→ TEXT UNDER STUDY:
◇ ◇ ◇ ◇ ◇ ◇ ◇

As a gamer you could spend forty minutes or forty hours with a game and still have an idea about whether you like the game or not. On the occasion that you might discuss the game casually with a friend you might say something like “the story sucks” or “what’s up with the camera angle, I died like five times trying to jump off of that cliff last night”. Pet peeves are ubiquitous, but gaming pet peeves are something special. It’s hard to find a game that doesn’t fall into some pet peeve category and even the best developers, like film producers and musicians alike, succumb to following some common patterns that will make a passionate community respond with memes galore.
5) Story Cliches
I’m sure that you’ve watched at least one movie recently with the same plot as the movie that you saw last summer, or heard some songs that are about loving a girl on the radio 30 times in the past few days. It’s impossible to avoid certain cliches because they sell so well; we can’t avoid them, in fact they are inherent to our culture. Video games are no different. Story mode is where the player experiences an adventure solo and his or her experience should feel like a well-paced, non-repetitive timeline through the game’s events. Pacing issues are one thing, but cliches are often overused and we, as gamers, expect them much like film and music critics do. I would give this a frustration factor of about 3 because we come to foresee such things as gamers. On the flip side, gamers still praise games with cliche story arcs, even rating them among best of the year at times. Take a game like Uncharted: Drake’s Fortune; it’s about a treasure hunter that seeks the lost city of gold, “El Dorado”, and throughout the game he finds himself separated from his allies and a love interest develops when he reconnects with one of them and the game ends with a happily ever after finale… TEXTBOOK. This game was probably the first amazing game I played on the PS3 in 2007 and it was because of how they told the story not why they told it. Uncharted was praised for its generation defining graphics and gameplay; it also didn’t hurt that its cliche filled story was still very polished and well-paced. Here’s one of my favorite cutscenes from the game (SPOILER ALERT).

◇ ◇ ◇ ◇ ◇ ◇ ◇

→ TASKS TO PERFORM:
**a.** Answer these questions from the article on gaming pet peeves, one line each:
(i) How long might a gamer spend with a game and still have an idea of whether they like it?
(ii) What frustration factor does the writer assign to story cliches?
(iii) What does the treasure hunter in Uncharted: Drake's Fortune seek?
**b.** Supply the next portion of the article on gaming pet peeves, starting after its final sentence.

→ ENTRIES PROVIDED:
◇ ◇ ◇ ◇ ◇ ◇ ◇

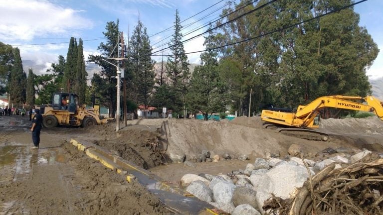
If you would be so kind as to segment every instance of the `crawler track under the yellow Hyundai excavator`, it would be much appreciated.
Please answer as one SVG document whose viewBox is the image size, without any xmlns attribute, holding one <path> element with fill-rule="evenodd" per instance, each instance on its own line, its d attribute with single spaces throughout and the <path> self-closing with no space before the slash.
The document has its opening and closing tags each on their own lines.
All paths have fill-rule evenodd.
<svg viewBox="0 0 383 215">
<path fill-rule="evenodd" d="M 276 130 L 278 133 L 307 140 L 328 141 L 329 135 L 307 128 L 285 128 L 275 124 L 264 124 L 263 128 Z"/>
</svg>

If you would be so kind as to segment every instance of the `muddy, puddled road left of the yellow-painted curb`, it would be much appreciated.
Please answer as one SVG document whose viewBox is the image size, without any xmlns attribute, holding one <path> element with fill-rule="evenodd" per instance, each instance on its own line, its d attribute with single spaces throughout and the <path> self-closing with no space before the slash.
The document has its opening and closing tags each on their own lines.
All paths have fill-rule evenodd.
<svg viewBox="0 0 383 215">
<path fill-rule="evenodd" d="M 0 215 L 173 214 L 140 184 L 71 147 L 86 130 L 43 128 L 35 150 L 29 129 L 26 117 L 0 117 Z"/>
</svg>

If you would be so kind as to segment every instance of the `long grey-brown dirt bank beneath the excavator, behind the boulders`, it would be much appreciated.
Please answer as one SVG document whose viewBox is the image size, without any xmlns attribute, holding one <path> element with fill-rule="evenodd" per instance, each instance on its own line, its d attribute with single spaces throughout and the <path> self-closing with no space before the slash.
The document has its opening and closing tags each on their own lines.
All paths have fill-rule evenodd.
<svg viewBox="0 0 383 215">
<path fill-rule="evenodd" d="M 188 159 L 197 157 L 202 150 L 218 155 L 227 152 L 232 158 L 242 154 L 250 158 L 264 157 L 267 152 L 276 151 L 285 156 L 294 143 L 306 153 L 316 153 L 327 147 L 383 150 L 382 137 L 376 135 L 383 133 L 383 122 L 377 117 L 323 120 L 320 129 L 334 134 L 329 142 L 308 141 L 264 129 L 258 116 L 241 116 L 231 121 L 138 119 L 128 123 L 126 127 L 121 126 L 117 135 L 115 123 L 89 128 L 88 133 L 100 135 L 94 143 L 145 169 L 162 164 L 165 156 L 185 154 Z M 347 133 L 353 135 L 345 135 Z"/>
</svg>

◇ ◇ ◇ ◇ ◇ ◇ ◇

→ ANSWERS TO THE PROBLEMS:
**a.**
(i) Forty minutes or forty hours.
(ii) About 3.
(iii) The lost city of gold, "El Dorado".

**b.**
4) Sparse Checkpoints
Checkpoints exist for two reasons: first, to allow some progress during long or difficult sections of the game in the case of recurring death or lack of supplies like ammunition in action games, etc. and second to allow for progress when a player can’t play for extended periods of time. Certain games allow the player to save at any time from the in-game menus, while some opt for game checkpoints where the game saves automatically for you, others have you searching for terminals or typewriters, for example to save your game through exploration, and most games have a manual way to save in the game and an auto-save feature to make it easy for you to save your progress. Progress is the main goal in almost every game and when sparsely placed checkpoints make the game difficult on normal settings it can be very frustrating. I would like to point out that horror games are exempt from this category because a lack of frequent checkpoints can add to the already present despair that is inherent to the horror genre. Frustration factor: 4.5 and take this with a little bit of salt. Games that make progress difficult for no reason are not fun to play, especially when checkpoints are hard enough to come by on normal difficulty.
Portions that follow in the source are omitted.